> ACTIVITY
Below is a block of records. Copy every line in it that contains the word "screen".

> DATASET RECORDS
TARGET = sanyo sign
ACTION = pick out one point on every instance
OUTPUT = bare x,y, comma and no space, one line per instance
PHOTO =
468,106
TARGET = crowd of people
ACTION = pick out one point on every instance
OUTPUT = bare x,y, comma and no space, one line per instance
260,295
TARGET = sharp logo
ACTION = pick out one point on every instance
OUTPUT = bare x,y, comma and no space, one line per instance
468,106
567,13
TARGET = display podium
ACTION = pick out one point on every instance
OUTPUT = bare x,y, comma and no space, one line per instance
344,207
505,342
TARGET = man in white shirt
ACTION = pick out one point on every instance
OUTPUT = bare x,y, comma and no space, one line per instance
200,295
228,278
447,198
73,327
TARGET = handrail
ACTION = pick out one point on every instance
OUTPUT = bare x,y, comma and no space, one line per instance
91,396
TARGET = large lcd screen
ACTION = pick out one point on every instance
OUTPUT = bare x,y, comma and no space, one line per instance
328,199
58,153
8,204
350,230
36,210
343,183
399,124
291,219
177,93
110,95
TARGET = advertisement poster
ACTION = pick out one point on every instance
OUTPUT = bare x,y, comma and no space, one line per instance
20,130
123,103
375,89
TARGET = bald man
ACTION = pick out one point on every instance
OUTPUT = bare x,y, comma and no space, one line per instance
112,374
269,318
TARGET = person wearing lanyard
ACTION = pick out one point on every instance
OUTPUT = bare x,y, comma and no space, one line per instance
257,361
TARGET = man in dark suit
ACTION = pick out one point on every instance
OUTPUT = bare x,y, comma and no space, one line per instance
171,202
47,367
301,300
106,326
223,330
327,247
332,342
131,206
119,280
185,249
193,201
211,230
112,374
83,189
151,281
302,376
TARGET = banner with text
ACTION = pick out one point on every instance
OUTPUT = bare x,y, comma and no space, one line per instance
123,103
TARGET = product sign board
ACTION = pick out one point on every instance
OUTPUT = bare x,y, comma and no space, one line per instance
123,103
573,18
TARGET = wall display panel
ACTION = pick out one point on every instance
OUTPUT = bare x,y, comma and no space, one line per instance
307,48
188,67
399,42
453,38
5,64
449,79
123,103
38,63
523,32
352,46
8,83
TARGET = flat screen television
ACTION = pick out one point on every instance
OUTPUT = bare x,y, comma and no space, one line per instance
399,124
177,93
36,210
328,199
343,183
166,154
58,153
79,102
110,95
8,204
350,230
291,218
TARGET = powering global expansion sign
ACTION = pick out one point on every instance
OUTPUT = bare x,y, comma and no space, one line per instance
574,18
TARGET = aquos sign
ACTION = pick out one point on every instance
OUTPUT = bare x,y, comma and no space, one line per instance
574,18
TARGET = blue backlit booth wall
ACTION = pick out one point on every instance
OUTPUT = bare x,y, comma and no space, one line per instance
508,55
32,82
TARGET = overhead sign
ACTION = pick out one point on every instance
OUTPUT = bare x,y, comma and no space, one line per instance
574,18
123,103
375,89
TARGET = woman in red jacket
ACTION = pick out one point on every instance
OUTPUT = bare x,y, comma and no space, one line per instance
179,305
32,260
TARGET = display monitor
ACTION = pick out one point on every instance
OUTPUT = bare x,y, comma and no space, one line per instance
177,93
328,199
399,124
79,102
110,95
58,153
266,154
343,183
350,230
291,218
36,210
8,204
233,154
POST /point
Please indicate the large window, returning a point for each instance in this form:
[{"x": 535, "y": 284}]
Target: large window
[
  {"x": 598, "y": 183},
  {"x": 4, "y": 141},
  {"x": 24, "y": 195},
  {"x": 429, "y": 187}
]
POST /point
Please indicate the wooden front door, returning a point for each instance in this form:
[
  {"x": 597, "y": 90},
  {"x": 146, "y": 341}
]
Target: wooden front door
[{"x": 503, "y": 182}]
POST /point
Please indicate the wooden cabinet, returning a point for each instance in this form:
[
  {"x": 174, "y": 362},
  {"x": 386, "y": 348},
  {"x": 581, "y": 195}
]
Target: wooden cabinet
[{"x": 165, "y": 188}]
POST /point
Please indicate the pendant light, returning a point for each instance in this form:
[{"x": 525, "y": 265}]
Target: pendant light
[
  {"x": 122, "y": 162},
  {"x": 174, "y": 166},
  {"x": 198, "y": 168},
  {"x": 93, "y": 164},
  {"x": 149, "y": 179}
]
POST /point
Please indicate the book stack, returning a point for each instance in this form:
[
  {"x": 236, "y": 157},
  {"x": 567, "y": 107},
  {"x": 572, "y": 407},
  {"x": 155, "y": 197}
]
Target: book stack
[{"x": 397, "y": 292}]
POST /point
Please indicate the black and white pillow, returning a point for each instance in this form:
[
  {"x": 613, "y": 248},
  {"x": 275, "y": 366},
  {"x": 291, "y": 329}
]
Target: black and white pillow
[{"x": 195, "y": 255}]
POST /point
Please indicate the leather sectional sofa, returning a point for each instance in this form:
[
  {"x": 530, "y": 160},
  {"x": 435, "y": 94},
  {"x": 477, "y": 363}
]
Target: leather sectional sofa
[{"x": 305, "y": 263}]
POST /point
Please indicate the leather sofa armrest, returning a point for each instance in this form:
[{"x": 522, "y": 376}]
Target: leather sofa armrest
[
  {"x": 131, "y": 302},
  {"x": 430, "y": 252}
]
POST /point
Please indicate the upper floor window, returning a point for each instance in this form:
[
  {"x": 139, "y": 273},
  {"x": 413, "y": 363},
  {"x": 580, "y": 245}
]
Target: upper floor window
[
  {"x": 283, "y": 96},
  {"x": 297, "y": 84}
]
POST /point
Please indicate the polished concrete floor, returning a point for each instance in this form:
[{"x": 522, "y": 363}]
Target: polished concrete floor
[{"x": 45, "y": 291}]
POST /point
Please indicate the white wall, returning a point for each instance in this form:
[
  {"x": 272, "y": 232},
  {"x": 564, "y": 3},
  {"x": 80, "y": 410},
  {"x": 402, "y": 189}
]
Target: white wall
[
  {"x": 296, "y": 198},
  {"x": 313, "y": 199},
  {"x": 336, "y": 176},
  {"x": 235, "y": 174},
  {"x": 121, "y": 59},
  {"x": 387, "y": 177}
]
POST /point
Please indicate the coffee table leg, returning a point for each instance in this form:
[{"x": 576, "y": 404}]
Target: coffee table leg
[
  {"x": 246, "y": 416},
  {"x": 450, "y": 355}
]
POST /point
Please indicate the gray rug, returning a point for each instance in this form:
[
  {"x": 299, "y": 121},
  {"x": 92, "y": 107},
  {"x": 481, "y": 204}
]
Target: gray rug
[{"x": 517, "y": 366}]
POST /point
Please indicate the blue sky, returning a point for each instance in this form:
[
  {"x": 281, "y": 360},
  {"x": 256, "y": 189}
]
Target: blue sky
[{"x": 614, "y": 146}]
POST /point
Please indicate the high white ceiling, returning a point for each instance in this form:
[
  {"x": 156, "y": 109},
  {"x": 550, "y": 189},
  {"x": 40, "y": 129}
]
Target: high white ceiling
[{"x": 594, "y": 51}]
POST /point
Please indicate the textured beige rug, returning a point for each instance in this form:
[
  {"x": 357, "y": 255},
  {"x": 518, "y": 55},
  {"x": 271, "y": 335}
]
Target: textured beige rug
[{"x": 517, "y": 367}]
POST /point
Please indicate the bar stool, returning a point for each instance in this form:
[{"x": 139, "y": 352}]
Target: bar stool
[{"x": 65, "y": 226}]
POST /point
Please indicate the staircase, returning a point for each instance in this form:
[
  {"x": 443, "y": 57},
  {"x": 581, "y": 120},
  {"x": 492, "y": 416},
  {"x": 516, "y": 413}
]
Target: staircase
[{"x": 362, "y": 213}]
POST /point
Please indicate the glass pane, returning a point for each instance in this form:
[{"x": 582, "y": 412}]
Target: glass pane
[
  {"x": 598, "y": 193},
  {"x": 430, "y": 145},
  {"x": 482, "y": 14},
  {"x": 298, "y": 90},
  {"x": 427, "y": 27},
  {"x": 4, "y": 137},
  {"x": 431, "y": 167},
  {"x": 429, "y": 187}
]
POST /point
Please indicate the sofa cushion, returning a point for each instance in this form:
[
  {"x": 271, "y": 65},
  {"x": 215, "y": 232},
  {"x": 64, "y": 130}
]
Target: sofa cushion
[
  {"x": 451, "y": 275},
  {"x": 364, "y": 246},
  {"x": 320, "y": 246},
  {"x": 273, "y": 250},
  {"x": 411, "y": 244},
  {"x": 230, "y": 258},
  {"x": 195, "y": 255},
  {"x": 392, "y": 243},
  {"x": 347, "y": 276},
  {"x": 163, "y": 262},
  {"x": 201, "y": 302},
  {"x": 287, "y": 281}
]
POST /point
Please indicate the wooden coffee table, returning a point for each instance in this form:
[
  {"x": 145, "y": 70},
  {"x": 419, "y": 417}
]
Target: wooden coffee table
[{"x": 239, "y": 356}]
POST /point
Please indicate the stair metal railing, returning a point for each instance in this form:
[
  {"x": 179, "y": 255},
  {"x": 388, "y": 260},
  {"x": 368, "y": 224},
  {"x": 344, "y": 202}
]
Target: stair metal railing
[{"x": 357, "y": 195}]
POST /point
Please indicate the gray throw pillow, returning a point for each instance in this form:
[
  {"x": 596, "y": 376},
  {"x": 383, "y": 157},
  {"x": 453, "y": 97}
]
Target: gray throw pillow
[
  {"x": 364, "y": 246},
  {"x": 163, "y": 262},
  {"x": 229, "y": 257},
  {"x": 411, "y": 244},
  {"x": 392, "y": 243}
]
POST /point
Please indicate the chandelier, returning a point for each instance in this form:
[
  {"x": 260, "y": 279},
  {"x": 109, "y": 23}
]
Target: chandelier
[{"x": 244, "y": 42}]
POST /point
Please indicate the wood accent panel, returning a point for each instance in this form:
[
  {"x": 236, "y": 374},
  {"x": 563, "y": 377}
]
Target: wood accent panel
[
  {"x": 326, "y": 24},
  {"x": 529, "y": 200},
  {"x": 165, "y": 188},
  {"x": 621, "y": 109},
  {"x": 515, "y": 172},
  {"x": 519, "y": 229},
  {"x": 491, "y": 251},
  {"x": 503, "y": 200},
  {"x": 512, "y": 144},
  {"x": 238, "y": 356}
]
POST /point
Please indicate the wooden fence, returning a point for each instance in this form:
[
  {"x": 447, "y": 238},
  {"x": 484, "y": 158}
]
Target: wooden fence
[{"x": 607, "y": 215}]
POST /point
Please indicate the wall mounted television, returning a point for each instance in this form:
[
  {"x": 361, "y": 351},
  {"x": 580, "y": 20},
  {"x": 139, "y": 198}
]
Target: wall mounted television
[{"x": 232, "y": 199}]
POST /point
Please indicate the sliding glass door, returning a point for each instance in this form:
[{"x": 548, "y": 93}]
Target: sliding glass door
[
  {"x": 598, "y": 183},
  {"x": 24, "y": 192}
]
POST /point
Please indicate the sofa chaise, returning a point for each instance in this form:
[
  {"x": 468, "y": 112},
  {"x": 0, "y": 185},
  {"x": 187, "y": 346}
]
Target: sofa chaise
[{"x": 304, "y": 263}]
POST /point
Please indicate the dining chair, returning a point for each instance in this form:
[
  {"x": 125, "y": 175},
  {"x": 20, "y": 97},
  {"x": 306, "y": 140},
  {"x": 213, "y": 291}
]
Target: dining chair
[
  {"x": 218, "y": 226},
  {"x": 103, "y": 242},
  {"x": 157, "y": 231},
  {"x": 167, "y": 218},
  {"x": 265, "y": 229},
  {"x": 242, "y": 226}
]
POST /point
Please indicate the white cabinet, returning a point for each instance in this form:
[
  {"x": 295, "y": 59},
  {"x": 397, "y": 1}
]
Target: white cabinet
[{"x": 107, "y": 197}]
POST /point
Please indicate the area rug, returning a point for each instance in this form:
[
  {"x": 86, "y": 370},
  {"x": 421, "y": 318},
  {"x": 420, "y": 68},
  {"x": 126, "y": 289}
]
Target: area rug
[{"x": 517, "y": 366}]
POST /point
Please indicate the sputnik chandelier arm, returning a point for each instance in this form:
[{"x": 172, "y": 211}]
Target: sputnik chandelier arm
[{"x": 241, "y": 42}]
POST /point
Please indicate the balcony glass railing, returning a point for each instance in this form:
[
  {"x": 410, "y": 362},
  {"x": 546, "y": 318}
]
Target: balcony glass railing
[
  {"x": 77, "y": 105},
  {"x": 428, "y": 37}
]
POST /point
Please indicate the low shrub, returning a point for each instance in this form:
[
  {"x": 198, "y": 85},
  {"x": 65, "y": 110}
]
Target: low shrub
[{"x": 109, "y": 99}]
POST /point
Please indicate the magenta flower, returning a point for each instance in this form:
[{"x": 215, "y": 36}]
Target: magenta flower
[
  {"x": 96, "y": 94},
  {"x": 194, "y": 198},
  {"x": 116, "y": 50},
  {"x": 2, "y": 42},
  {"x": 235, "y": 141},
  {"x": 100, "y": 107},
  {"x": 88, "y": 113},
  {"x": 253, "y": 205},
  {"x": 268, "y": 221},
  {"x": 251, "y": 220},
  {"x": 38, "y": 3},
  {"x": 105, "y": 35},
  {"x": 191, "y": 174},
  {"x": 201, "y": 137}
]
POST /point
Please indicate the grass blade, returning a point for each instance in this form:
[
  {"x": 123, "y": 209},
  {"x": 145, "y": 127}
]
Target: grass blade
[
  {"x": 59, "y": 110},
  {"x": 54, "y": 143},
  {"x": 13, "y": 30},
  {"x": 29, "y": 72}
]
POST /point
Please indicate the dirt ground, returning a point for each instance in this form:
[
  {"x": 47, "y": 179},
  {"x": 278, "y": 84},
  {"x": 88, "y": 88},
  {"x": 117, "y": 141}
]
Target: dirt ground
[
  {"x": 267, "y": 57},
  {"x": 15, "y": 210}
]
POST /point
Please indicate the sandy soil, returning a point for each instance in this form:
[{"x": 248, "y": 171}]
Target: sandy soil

> WRITTEN ANSWER
TARGET = large lcd screen
TARGET = flat screen television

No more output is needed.